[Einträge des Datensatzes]
:::::

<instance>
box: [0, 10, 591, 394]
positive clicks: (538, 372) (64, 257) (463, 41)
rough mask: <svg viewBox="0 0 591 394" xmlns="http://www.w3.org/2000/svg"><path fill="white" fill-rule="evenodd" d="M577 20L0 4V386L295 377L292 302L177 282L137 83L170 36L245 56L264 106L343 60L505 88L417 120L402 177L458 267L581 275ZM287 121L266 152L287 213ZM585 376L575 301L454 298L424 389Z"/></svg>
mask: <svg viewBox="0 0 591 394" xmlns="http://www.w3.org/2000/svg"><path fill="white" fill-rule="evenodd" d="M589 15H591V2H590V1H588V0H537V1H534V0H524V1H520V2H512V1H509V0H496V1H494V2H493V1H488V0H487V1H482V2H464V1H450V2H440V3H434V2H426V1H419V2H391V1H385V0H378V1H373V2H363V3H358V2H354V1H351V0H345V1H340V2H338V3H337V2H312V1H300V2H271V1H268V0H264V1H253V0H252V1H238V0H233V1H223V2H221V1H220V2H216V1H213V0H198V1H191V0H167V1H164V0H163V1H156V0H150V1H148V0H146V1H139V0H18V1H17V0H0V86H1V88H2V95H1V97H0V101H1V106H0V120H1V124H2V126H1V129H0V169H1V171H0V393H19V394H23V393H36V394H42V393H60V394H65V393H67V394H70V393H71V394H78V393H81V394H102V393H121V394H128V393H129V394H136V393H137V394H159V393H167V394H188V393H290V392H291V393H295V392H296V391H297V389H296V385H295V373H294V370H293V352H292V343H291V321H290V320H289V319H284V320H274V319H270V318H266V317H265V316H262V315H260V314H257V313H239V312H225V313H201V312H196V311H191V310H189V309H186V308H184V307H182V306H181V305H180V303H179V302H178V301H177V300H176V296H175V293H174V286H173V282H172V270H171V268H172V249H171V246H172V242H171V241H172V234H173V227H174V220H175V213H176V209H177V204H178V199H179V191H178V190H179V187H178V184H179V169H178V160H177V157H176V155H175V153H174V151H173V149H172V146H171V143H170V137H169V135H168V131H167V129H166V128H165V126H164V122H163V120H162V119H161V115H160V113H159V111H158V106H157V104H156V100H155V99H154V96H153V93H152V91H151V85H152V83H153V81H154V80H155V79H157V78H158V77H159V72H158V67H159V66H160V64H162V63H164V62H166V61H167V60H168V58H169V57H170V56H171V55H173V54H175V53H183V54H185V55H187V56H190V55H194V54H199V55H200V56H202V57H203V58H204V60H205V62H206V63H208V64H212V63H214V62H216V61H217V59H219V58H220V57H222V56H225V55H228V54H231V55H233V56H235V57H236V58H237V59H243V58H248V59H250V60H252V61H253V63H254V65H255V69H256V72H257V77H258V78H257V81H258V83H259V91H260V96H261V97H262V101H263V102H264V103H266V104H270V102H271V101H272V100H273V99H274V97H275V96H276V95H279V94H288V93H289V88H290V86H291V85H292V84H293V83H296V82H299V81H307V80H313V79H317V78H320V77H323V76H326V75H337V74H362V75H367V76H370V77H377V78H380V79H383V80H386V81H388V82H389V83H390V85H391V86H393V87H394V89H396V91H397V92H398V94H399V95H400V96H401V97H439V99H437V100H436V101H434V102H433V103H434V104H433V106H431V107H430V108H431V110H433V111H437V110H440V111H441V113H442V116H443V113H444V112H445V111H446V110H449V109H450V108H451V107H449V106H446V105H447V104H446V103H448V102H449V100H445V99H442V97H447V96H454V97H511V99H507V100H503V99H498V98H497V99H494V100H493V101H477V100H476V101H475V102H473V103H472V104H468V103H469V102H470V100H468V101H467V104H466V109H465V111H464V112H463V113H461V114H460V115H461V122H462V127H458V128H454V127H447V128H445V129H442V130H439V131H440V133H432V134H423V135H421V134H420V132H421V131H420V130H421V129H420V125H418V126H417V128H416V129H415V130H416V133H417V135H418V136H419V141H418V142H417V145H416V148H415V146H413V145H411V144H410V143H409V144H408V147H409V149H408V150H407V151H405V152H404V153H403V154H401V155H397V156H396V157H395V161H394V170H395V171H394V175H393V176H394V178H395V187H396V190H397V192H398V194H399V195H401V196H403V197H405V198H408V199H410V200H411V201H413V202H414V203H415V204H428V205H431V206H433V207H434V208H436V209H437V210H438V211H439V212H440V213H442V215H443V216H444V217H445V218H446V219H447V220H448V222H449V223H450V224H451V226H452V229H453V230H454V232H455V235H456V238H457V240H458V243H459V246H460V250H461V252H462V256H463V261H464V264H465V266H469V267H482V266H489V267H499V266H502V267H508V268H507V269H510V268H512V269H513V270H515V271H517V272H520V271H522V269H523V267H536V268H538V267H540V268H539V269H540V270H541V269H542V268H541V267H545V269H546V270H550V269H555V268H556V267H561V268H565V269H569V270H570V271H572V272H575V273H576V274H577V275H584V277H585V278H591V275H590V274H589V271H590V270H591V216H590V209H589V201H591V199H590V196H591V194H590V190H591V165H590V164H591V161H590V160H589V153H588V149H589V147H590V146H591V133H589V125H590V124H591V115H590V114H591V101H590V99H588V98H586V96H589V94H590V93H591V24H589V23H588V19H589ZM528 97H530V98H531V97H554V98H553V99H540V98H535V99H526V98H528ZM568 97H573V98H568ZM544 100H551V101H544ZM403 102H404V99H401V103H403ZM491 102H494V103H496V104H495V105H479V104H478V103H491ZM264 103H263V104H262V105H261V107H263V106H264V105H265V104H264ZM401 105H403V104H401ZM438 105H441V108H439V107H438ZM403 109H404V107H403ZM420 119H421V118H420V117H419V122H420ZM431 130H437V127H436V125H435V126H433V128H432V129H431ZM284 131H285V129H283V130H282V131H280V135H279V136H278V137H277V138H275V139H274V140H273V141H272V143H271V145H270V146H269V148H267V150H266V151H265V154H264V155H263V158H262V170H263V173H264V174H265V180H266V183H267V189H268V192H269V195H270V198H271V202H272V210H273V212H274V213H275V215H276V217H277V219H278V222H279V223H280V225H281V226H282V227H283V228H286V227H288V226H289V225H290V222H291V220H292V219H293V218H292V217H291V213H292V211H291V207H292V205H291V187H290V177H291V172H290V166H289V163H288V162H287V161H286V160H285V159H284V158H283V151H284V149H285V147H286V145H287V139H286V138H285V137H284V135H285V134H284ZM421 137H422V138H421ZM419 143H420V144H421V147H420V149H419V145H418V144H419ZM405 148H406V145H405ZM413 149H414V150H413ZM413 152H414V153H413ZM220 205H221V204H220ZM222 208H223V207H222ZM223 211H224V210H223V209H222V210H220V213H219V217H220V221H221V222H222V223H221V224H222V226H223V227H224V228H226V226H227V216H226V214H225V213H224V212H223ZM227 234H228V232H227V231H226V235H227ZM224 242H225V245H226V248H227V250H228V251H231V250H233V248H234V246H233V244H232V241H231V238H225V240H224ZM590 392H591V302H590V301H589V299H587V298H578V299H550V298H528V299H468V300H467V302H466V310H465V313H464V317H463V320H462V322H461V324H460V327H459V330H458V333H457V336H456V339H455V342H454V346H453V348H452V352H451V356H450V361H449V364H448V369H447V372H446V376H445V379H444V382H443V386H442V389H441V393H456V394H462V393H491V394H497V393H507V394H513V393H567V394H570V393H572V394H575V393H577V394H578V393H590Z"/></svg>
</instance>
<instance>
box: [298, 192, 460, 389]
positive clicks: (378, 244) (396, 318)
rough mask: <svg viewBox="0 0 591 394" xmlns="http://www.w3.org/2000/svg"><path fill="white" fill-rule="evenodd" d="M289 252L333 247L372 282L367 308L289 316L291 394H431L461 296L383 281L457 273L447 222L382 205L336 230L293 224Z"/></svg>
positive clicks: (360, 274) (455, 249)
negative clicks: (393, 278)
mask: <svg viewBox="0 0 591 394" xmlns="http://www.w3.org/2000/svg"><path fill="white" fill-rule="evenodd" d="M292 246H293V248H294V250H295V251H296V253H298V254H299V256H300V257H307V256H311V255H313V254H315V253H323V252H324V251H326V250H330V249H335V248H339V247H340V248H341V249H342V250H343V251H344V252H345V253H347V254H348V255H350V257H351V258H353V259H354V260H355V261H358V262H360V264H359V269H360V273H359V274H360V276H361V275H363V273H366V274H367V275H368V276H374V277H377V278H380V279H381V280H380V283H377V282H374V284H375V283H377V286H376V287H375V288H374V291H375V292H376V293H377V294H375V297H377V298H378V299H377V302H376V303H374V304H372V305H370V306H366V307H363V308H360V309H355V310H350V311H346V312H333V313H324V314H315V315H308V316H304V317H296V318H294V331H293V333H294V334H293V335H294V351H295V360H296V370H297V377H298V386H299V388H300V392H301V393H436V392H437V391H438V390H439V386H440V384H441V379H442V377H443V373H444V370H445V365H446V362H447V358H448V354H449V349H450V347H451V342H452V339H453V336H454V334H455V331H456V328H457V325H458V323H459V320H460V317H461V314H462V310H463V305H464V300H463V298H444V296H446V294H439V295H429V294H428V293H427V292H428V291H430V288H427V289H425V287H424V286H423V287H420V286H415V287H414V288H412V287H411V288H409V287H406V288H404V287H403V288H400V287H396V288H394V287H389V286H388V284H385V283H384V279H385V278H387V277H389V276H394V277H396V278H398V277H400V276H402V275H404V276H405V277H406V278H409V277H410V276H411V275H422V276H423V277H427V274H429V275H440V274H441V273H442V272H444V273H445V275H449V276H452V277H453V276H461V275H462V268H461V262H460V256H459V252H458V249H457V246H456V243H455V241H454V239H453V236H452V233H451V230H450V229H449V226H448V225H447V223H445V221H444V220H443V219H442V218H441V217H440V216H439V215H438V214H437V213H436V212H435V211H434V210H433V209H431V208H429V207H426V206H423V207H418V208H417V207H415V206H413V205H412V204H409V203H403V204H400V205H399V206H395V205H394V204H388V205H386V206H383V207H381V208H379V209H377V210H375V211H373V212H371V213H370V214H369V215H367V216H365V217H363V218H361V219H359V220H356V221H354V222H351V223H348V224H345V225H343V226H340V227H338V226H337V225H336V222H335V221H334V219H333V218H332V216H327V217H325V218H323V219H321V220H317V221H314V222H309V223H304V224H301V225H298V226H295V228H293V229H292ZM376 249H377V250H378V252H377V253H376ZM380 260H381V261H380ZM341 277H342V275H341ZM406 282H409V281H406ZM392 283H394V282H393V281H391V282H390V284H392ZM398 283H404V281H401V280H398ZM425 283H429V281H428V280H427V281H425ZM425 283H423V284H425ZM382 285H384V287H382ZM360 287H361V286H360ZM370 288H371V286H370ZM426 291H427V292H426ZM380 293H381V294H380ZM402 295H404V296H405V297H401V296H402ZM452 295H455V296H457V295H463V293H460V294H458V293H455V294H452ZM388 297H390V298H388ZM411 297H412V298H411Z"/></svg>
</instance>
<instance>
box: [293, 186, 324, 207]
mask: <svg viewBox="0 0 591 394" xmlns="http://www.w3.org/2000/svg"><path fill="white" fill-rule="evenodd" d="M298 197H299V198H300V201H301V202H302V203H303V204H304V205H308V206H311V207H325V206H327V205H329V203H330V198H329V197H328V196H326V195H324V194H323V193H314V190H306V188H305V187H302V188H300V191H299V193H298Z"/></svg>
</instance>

:::::

Aufgabenstellung
Suchen Sie in den obigen Zeilen jede, die die Zeichenfolge „rough“ enthält, und kopieren Sie diese Zeilen. Achten Sie dabei auf Groß- und Kleinschreibung.

Ergebnis
rough mask: <svg viewBox="0 0 591 394" xmlns="http://www.w3.org/2000/svg"><path fill="white" fill-rule="evenodd" d="M577 20L0 4V386L295 377L292 302L177 282L137 83L170 36L245 56L264 106L343 60L505 88L417 120L402 177L458 267L581 275ZM287 121L266 152L287 213ZM585 376L575 301L454 298L424 389Z"/></svg>
rough mask: <svg viewBox="0 0 591 394" xmlns="http://www.w3.org/2000/svg"><path fill="white" fill-rule="evenodd" d="M289 252L333 247L372 282L367 308L289 316L291 394H431L461 296L383 281L457 273L447 222L382 205L336 230L293 224Z"/></svg>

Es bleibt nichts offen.